### Apply what you read
1. In the antimicrobial use passage, which measure may better reflect real antimicrobial use in a population with detailed data available?
2. In the antimicrobial use passage, copy the part from "Sales of veterinary" to "companion animals, respectively.", switching every "prescriptions" out for "treatment records".
3. Resume the antimicrobial use passage after its last sentence.

### Excerpt to read
Both the number of DDDs and the number of DCDs are indicators based on standardized measurements that do not necessarily reflect the real or actual AMU. For a more real AMU estimation in a given population with detailed data available, the used daily dose (UDD) may be a better choice to reflect what is happening in that specific population in terms of selection pressure. This is explored in the articles of Kasabova et al. (pigs and broilers), Brault et al. (beef feedlot), and Waret-Szkuta et al. (pigs). All three papers highlighted that the choice of DDD vs. UDD had an impact on the results. Interestingly, Kasabova et al. recommended using UDD-based calculations to run monitoring systems with a benchmark mission. Should DDD be preferred to compare AMU between populations, additional considerations should be made to adjust for discrepancies between DDD and UDD.

The third parameter having a huge effect on AMU indicators is the animal weight. The article of Brault et al. addressed this question in beef cattle, where the use of estimated vs. actual weights notably influenced the results obtained. Similar observations were made in pigs by Waret-Szkuta et al. Equally, the use of weight at treatment vs. the weight at slaughter (Góchez et al.) or the weight sold (Van Cuong et al.) had a strong impact on calculations, especially for larger livestock species like cattle and pig.

Sales of veterinary medical products containing antimicrobials are a classical source of raw data for AMU consumption calculations (Góchez et al.; Stebler et al.). Nevertheless, prescriptions because they have more detailed information closer to the end-users, may be a more accurate source of possible selection pressure; prescriptions were used in the articles of Hommerich et al. and Hopman et al. to calculate AMU in German cattle and Dutch companion animals, respectively.

### Records shown
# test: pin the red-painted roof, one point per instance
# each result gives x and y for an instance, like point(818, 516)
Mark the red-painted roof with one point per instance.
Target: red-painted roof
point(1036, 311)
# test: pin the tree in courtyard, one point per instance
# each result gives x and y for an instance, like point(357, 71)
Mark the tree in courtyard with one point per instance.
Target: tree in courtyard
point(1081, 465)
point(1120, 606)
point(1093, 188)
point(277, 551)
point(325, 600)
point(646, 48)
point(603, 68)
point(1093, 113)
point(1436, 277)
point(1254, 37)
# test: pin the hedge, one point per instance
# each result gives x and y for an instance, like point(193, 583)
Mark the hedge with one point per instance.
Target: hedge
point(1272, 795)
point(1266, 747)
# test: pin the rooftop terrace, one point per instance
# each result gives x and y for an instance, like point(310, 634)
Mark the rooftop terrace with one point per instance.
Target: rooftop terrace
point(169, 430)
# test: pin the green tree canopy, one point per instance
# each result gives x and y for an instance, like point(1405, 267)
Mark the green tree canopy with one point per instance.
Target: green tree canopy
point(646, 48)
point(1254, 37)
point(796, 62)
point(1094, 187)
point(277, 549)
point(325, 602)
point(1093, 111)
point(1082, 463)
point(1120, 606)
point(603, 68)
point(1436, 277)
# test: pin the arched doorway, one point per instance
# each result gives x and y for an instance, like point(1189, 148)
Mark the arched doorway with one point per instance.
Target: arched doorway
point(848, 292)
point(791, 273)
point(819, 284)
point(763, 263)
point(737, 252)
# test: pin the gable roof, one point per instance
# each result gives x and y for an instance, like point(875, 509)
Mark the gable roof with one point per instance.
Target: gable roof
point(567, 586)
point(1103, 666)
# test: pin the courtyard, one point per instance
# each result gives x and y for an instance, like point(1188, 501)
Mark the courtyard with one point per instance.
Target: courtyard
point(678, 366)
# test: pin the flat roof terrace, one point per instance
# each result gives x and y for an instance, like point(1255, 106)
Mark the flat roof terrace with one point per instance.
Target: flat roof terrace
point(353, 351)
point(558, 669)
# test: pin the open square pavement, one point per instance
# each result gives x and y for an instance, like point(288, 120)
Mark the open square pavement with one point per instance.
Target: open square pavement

### Answers by item number
1. The used daily dose (UDD).

2.
Sales of veterinary medical products containing antimicrobials are a classical source of raw data for AMU consumption calculations (Góchez et al.; Stebler et al.). Nevertheless, treatment records because they have more detailed information closer to the end-users, may be a more accurate source of possible selection pressure; treatment records were used in the articles of Hommerich et al. and Hopman et al. to calculate AMU in German cattle and Dutch companion animals, respectively.

3.
Although most of the literature on AMU in this collection focused on pigs and cattle (half of the articles of this Research Topic), four articles considered AMU in poultry (Kasabova et al.; Van Cuong et al.; Agunos et al.; Bosman et al.), all of them using the above mentioned DDD approach. Data on AMU from pets were presented in three articles (Singleton et al.; Gómez-Poveda and Moreno; Hopman et al.), using different approaches. Hopman et al. used DDD per clinic and year, whereas Singleton et al. and Gómez-Poveda and Moreno focused on the percentages of prescriptions. Specific scenarios regarding indications for AMU, such as bovine respiratory disease (Brault et al.) and canine acute diarrhea (Singleton et al.) were also presented in this collection, as well as an article exploring drivers for AMU in the pig sector presented by Coyne et al..

Finally, the OIE approach for worldwide AMU monitoring was described in the article of Góchez et al. The OIE view and efforts on this topic are of paramount importance for understanding the different situations around the world where the data may be obtained, and the compromise for a global harmonized methodology to report quantitative data.

In summary, several articles of this collection highlighted that real use data (regarding dose, treatment length and body weight at treatment) were the ideal data for calculating and reporting AMU. Nevertheless, all these data are rarely available simultaneously, hence standard values are the pragmatic alternate choice for calculations. Consequently, transparency about the methods and data used to calculate AMU indicators is needed (Table 1). This was stressed by all the authors in this collection as a pre-requisite to preserve accuracy and understanding of the data, especially when data comparisons are performed.